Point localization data

# # # #

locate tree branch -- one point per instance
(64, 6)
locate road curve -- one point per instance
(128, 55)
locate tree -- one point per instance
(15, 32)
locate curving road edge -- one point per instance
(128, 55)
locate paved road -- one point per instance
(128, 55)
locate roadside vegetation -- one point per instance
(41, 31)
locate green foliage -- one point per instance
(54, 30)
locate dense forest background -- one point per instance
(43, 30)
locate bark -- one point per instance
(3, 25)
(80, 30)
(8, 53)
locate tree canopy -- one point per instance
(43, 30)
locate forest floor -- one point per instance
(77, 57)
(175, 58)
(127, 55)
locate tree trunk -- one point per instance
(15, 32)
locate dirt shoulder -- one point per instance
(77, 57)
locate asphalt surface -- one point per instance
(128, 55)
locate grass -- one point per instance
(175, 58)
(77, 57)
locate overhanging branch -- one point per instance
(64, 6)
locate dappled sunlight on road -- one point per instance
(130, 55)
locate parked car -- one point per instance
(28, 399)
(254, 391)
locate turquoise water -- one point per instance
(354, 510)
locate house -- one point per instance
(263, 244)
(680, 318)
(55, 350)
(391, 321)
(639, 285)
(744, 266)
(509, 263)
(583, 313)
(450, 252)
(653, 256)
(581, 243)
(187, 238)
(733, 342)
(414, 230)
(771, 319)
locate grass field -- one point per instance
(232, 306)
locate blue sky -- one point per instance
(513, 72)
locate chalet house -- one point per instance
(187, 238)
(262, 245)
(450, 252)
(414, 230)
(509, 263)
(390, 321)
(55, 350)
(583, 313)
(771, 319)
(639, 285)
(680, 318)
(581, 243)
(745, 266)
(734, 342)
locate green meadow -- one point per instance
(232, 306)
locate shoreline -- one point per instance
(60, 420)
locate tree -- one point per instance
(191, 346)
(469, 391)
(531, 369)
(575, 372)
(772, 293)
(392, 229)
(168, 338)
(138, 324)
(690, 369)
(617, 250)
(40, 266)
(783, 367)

# # # #

## WHAT THIS TASK INVOLVES
Please let your answer be exactly the lines from the one holding "locate roadside vegetation" through the last line of the entries above, both ends included.

## REPLY TO THE EXERCISE
locate roadside vegetation -- one point per instance
(41, 31)
locate green foliage -- one point per instance
(54, 30)
locate dense forest background -- one point per instance
(43, 30)
locate bark -- one point per instance
(3, 25)
(80, 30)
(8, 53)
locate tree canopy -- one point per instance
(43, 30)
locate forest floor -- one point per instance
(77, 57)
(175, 58)
(127, 55)
locate tree trunk -- one point per instance
(15, 32)
locate dirt shoulder -- one point per instance
(77, 57)
locate asphalt surface -- one point per instance
(128, 55)
locate grass -- one point per instance
(175, 58)
(77, 57)
locate overhanging branch -- one point per instance
(64, 6)
locate dappled sunlight on road -- one point per instance
(130, 55)
locate parked car -- one point per instance
(28, 399)
(254, 391)
locate turquoise water -- one point per instance
(354, 510)
locate house -- one point per instance
(263, 244)
(680, 318)
(55, 350)
(391, 321)
(639, 285)
(744, 266)
(509, 263)
(583, 313)
(450, 252)
(653, 256)
(581, 243)
(187, 238)
(733, 342)
(414, 230)
(771, 319)
locate grass field -- one point per instance
(232, 306)
locate blue sky -- one point per instance
(513, 72)
locate chalet house -- one point per instance
(187, 238)
(262, 245)
(450, 252)
(414, 230)
(509, 263)
(390, 321)
(55, 350)
(583, 313)
(771, 319)
(639, 285)
(680, 318)
(581, 243)
(745, 266)
(734, 342)
locate green meadow -- one point per instance
(232, 306)
locate shoreline -- one point per instance
(60, 420)
locate tree -- one point per instance
(191, 346)
(469, 391)
(531, 369)
(575, 372)
(772, 293)
(392, 229)
(168, 338)
(138, 324)
(690, 369)
(617, 250)
(40, 266)
(783, 367)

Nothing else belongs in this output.